Your objective:
Rewrite every line of the items below, requests included, and increase each coordinate in the answer points by 74.

___ Task data

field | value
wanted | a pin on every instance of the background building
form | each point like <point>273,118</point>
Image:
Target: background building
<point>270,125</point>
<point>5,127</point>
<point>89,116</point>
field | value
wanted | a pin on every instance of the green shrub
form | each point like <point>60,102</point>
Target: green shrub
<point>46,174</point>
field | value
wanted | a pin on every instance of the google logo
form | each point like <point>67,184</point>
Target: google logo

______

Reply:
field | value
wanted | a pin on every instance of the background building
form | each point like <point>273,118</point>
Image:
Target: background building
<point>344,199</point>
<point>79,201</point>
<point>163,190</point>
field | value
wanted | a pin on every instance of the green shrub
form | each point like <point>60,102</point>
Target: green shrub
<point>120,248</point>
field | value
wanted | a pin on every instance of the google logo
form | each point like <point>67,184</point>
Target: google logo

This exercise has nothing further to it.